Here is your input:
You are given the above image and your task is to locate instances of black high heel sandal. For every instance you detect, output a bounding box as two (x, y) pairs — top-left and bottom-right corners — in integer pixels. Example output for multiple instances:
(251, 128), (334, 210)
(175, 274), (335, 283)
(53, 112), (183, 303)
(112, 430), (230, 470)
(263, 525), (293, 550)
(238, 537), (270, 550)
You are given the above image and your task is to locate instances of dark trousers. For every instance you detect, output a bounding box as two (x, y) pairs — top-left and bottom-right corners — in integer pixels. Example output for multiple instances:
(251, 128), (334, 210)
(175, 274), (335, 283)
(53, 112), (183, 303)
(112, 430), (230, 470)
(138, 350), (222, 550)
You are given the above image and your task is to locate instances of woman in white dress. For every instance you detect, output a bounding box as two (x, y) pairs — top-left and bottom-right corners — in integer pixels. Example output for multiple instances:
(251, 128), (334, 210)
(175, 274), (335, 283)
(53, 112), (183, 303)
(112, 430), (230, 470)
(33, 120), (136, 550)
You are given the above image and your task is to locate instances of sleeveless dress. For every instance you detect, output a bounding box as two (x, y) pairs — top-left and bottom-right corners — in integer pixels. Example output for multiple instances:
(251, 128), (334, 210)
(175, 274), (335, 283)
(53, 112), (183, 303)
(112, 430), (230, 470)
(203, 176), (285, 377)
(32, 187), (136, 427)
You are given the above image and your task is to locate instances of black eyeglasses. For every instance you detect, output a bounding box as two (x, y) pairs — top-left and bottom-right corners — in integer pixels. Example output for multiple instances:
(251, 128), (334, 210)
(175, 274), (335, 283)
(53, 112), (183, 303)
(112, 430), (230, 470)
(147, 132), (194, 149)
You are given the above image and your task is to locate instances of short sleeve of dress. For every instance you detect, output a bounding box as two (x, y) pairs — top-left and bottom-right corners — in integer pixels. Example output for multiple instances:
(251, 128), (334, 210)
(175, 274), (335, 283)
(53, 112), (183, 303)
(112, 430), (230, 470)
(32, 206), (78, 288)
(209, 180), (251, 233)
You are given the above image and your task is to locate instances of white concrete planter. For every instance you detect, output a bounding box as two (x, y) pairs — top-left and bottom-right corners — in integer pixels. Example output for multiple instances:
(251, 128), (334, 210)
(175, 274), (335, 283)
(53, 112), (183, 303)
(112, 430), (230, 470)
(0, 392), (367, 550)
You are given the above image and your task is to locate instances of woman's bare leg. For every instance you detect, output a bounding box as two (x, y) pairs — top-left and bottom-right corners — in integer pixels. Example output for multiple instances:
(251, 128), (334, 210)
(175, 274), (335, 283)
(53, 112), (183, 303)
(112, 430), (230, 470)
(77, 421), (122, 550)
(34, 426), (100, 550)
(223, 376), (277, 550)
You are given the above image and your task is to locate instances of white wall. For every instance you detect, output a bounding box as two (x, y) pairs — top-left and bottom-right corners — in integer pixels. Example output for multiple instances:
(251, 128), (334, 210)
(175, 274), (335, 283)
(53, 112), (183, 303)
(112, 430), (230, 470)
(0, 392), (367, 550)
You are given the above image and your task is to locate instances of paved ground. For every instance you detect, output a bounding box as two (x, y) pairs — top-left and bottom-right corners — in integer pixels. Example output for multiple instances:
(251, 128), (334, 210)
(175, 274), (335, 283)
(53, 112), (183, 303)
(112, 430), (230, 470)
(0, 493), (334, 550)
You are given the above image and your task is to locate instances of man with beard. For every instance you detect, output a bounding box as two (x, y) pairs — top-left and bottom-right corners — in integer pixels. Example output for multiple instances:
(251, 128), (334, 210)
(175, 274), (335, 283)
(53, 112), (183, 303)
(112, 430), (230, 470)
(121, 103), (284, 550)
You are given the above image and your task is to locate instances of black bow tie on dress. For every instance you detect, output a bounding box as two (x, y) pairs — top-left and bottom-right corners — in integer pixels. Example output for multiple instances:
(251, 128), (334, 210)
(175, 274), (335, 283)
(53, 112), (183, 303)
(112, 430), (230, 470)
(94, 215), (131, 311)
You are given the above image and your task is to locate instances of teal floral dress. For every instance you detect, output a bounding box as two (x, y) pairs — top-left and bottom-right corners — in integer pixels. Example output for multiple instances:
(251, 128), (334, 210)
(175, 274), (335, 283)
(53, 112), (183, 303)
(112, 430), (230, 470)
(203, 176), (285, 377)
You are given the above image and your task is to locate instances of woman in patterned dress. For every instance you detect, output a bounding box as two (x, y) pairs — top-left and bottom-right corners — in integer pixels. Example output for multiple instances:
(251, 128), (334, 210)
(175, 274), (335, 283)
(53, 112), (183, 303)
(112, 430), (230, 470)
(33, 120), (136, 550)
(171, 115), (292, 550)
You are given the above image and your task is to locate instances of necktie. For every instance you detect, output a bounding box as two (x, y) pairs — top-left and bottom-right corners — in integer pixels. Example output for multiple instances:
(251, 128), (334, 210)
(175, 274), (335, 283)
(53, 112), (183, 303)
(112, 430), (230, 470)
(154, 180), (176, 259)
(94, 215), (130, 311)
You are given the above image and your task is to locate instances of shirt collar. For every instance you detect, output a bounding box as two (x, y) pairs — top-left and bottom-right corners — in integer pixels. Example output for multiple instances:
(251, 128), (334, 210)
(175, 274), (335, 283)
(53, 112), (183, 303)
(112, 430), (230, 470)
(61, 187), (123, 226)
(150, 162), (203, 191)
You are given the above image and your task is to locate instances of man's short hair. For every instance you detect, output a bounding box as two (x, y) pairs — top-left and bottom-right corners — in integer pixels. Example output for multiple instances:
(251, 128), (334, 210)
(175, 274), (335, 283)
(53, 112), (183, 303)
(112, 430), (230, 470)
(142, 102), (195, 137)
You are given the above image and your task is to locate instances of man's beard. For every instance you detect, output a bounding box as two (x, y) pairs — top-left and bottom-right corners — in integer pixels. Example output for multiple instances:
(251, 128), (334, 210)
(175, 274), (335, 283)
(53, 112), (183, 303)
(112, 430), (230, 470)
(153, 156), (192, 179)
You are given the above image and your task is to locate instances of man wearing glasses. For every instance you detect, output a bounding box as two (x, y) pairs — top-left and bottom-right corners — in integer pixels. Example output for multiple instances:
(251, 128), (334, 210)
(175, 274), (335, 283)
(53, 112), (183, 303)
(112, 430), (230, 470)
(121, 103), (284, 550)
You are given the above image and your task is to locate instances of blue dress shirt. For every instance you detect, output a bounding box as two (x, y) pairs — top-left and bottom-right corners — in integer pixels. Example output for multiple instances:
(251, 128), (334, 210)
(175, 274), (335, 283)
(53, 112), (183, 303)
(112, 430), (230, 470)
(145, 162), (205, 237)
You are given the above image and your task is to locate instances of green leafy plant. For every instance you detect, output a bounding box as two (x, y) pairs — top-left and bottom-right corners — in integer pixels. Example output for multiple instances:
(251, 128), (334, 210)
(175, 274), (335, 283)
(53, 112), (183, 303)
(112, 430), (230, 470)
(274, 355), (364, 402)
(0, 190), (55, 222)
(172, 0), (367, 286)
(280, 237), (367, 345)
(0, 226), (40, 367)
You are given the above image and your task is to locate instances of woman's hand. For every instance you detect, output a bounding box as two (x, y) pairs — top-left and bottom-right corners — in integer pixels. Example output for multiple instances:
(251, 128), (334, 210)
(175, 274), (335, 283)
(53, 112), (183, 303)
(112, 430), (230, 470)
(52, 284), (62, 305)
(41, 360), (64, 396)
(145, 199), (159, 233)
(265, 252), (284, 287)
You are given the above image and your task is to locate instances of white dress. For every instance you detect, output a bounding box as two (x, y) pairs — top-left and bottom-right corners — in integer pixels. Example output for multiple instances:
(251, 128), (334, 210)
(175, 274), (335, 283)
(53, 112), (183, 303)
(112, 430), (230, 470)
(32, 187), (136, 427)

SHORT EXERCISE ▸
Could you repeat the entries from the start through the line containing "(138, 350), (222, 550)", changing "black high heel sandal" to "black strappy sandal" and leaving everything else untouched?

EXERCISE SOLUTION ▸
Here is your input:
You are given the above image and your task is to locate instances of black strappy sandal. For every instance you detect, output a bounding box as two (x, y) pairs — top-left and bottom-right corners — in integer pixels. Example output for multiple instances:
(251, 128), (334, 210)
(175, 274), (335, 283)
(53, 112), (183, 303)
(112, 430), (230, 470)
(263, 525), (293, 550)
(238, 537), (270, 550)
You are given the above image and your task is to locate instances of dark trousers. For every instance you detect, output a bounding box as two (x, y) pairs — top-left and bottom-right corners — in integer pixels. Example output for multiple instances:
(251, 128), (334, 210)
(175, 274), (335, 283)
(53, 112), (183, 303)
(112, 430), (230, 470)
(138, 350), (222, 550)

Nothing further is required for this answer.